Print out the data precisely as it appears here, with no pictures.

[Referring expression grounding data]
++++++++++
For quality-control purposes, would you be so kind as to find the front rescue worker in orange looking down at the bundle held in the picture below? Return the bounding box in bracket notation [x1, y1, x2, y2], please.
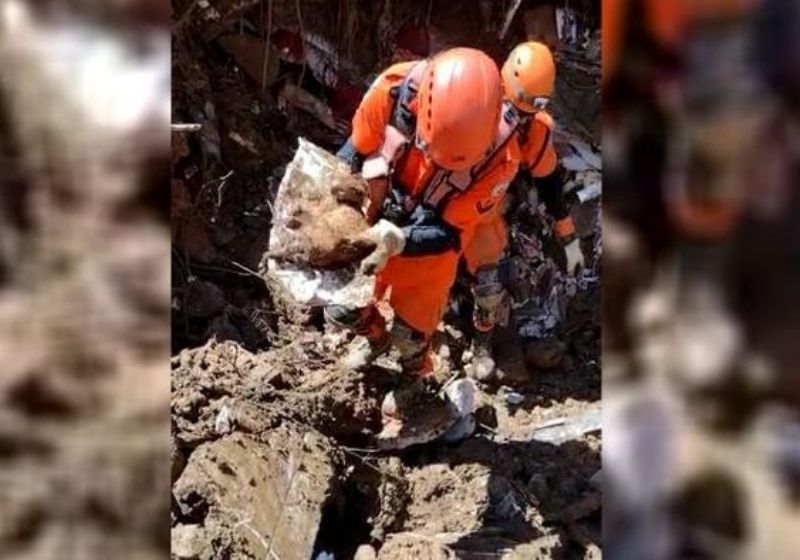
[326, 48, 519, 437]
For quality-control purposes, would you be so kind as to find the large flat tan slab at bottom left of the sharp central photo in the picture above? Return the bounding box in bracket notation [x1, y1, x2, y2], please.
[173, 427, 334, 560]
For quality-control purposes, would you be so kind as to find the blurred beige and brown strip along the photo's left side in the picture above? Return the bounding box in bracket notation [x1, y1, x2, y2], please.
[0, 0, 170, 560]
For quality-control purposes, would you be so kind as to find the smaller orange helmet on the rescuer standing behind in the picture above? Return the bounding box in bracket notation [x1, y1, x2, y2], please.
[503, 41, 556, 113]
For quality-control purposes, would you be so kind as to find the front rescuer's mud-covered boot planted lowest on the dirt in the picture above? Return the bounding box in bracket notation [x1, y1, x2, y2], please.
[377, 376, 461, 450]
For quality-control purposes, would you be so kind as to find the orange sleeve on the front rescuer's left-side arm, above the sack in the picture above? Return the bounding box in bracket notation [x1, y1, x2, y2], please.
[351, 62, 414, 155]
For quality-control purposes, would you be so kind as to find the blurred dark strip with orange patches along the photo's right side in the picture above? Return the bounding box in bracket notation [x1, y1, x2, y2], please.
++++++++++
Reply
For quality-control purposes, would you be so kind as to find the front rescue worker in orange looking down at the bundle held in the picture below? Return the bounding box in bracket notation [x1, y1, x2, y2], please.
[326, 48, 519, 437]
For quality-control purposes, would you be so kind as to find the large flat tan slab at bottom left of the sharp central photo in the picture above? Return the bounding box in bracket notation [x1, y1, x2, y2], please.
[173, 427, 334, 560]
For quality-control purposes, would you be so kind as to find the blurred beige and brown strip along the photo's left side in the picture above? Return the bounding box in bracket notation [x1, y1, x2, y2], please.
[0, 0, 170, 560]
For quality-control purposes, would you be so kind as to find the smaller orange helmet on the rescuer standing behind in the picture above? Return the bounding box in bracket notation [x1, y1, x2, y2], please.
[503, 41, 556, 113]
For quality-control purposes, would you be so kind as to find the front rescuer's mud-covered boot planted lowest on the dirt in the picture above? Return the bounding box in bracket notation [x1, y1, x2, y2], please.
[377, 376, 461, 450]
For quality-control purposes, would you be so kind as to find the orange sleeve on the front rescuer's left-side arm, above the sack in the picture above? Return the bounding box in bracket notation [x1, y1, x2, y2], please.
[351, 62, 414, 155]
For quality-control purposes, would you be so kind as to find the blurred dark strip with orange patches along the photo's right side in the picture above? Return the bounding box in bracket notation [x1, y1, x2, y2], please.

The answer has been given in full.